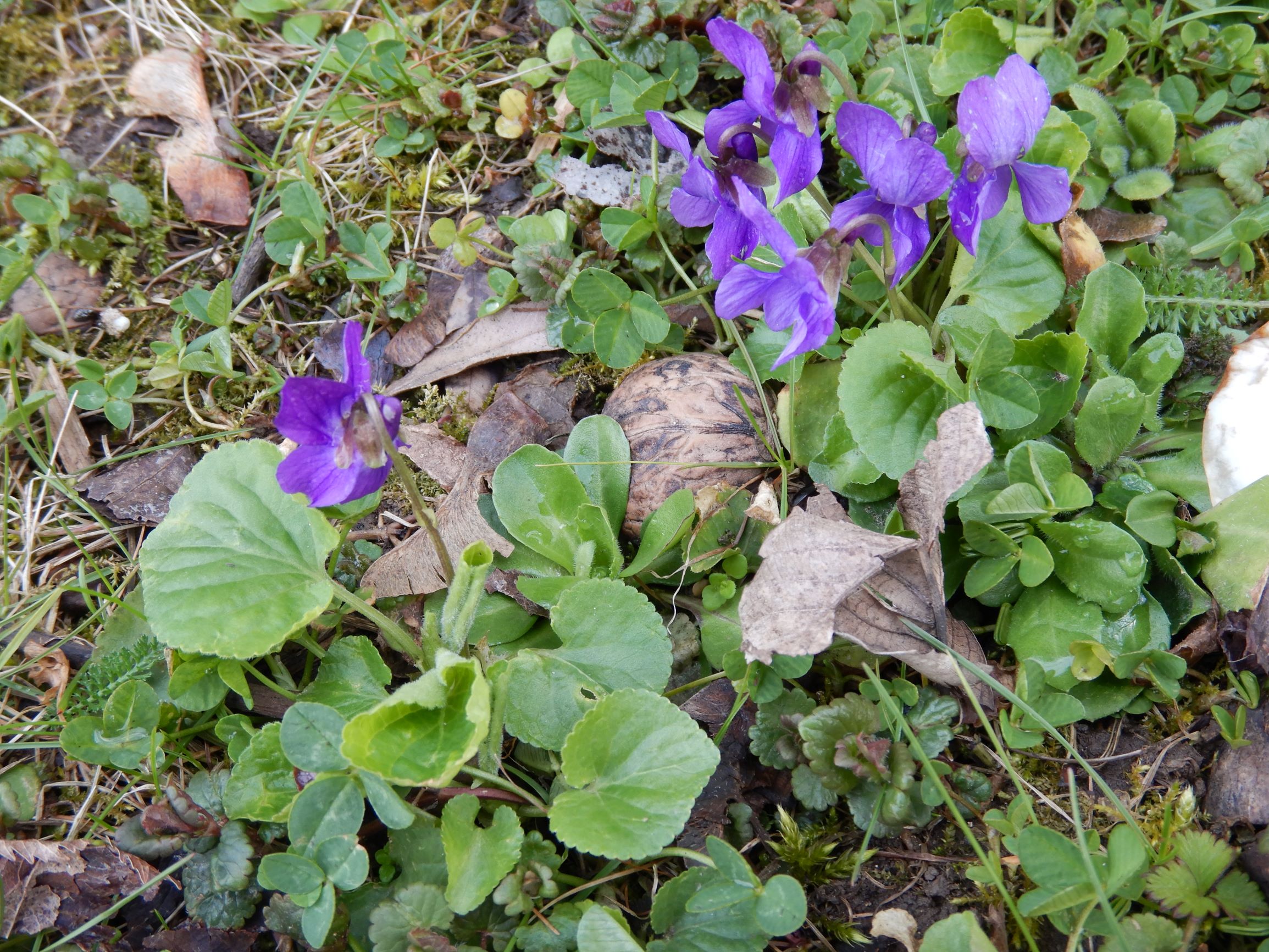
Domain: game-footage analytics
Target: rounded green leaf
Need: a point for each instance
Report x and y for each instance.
(611, 638)
(311, 735)
(1098, 561)
(618, 344)
(781, 905)
(1110, 420)
(289, 872)
(237, 564)
(539, 498)
(890, 407)
(635, 763)
(425, 732)
(598, 291)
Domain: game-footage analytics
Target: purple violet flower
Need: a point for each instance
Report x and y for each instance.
(789, 108)
(902, 174)
(340, 456)
(708, 196)
(999, 120)
(802, 294)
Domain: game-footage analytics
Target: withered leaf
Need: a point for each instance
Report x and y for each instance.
(1082, 252)
(63, 885)
(436, 453)
(808, 567)
(71, 287)
(951, 460)
(170, 83)
(1110, 225)
(518, 329)
(141, 489)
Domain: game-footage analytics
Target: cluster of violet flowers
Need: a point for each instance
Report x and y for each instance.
(998, 118)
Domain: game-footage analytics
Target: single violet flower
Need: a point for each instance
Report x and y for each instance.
(902, 174)
(802, 294)
(340, 456)
(789, 107)
(708, 196)
(999, 120)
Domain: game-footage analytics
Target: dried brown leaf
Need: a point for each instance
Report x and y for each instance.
(71, 287)
(518, 329)
(141, 489)
(63, 885)
(1082, 252)
(956, 456)
(684, 409)
(170, 83)
(1110, 225)
(437, 453)
(808, 567)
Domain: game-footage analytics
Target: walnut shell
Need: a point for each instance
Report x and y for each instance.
(684, 408)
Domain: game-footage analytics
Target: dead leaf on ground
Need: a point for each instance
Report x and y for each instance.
(70, 286)
(48, 669)
(63, 885)
(895, 925)
(533, 408)
(436, 453)
(684, 409)
(740, 777)
(200, 938)
(74, 450)
(602, 185)
(518, 329)
(1110, 225)
(955, 457)
(1235, 452)
(170, 83)
(823, 575)
(329, 352)
(141, 489)
(1237, 789)
(1082, 252)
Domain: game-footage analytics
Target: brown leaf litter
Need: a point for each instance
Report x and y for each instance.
(64, 885)
(170, 83)
(536, 407)
(141, 489)
(824, 577)
(684, 409)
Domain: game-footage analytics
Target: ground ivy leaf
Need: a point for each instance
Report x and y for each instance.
(263, 782)
(636, 765)
(351, 678)
(478, 857)
(1098, 561)
(611, 638)
(425, 732)
(1015, 280)
(890, 407)
(237, 564)
(1042, 626)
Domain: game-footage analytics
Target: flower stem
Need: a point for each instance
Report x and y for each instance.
(392, 633)
(423, 513)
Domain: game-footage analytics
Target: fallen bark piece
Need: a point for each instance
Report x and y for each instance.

+ + + + +

▸ **WORK REQUIRED**
Are you able to set down all the lines above exactly, without any pictures?

▸ **EXPECTED ANSWER**
Domain: game-footage analytics
Target: rounded green leaf
Need: a point for each instance
Report x and y for each instance.
(611, 638)
(311, 735)
(1098, 561)
(618, 344)
(781, 905)
(1110, 420)
(289, 872)
(237, 564)
(539, 498)
(890, 407)
(635, 763)
(425, 732)
(598, 291)
Domain: game-footage analytics
Target: purple violet flower
Need: a point for each instance
Report x and y for each instance.
(789, 108)
(902, 174)
(340, 456)
(708, 196)
(999, 120)
(802, 294)
Domain: game-footage analytics
Target: withered leaf
Need: a point for each instance
Report x and y for each instance.
(1082, 252)
(63, 885)
(436, 453)
(808, 567)
(71, 287)
(951, 460)
(170, 83)
(1110, 225)
(518, 329)
(141, 489)
Domain: game-footage analytics
Target: cluster of violet flowers
Need: a point for each instance
Report x and y for each instance.
(998, 118)
Domain: game-footage analytics
Target: single violet flower
Need: a point for each instance
Report x and y for each instance.
(902, 174)
(802, 294)
(340, 456)
(789, 107)
(708, 196)
(999, 120)
Domain: game-footage analytics
Target: dried brown leaf
Need: a point for each instance
Report x and y for each instance.
(71, 287)
(518, 329)
(141, 489)
(63, 885)
(1082, 252)
(956, 456)
(684, 409)
(170, 83)
(1110, 225)
(437, 453)
(808, 567)
Domain: game-footage analytics
Target: walnut shell
Need: a point for each instance
Report x and y for each instance.
(684, 408)
Domain: game-footage analytics
Target: dead leaf on ground
Need: a point for each instance
Report x and y for each instance.
(70, 286)
(48, 669)
(63, 885)
(895, 925)
(533, 408)
(436, 453)
(684, 409)
(740, 777)
(200, 938)
(74, 450)
(602, 185)
(518, 329)
(1110, 225)
(955, 457)
(1235, 452)
(170, 83)
(823, 575)
(329, 352)
(141, 489)
(1237, 789)
(1082, 252)
Domain: game-footage analytics
Target: brown leaf litter
Need: a point for each instance
Report x and y for each instance.
(64, 885)
(170, 83)
(536, 407)
(141, 489)
(824, 577)
(684, 409)
Domain: game-footage analytics
Target: ground ivy leaf
Need: a point for each instance
Report x and y for each instance.
(263, 782)
(636, 765)
(351, 678)
(478, 857)
(1098, 561)
(611, 638)
(425, 732)
(1015, 280)
(890, 407)
(237, 564)
(1042, 626)
Domain: game-footage analytics
Target: flower stem
Need: a point for each instance
Report x and y for each instance.
(392, 633)
(423, 513)
Domain: game-footage analytics
Target: fallen bark piece
Need: a point for each instance
Report x and y for each instance.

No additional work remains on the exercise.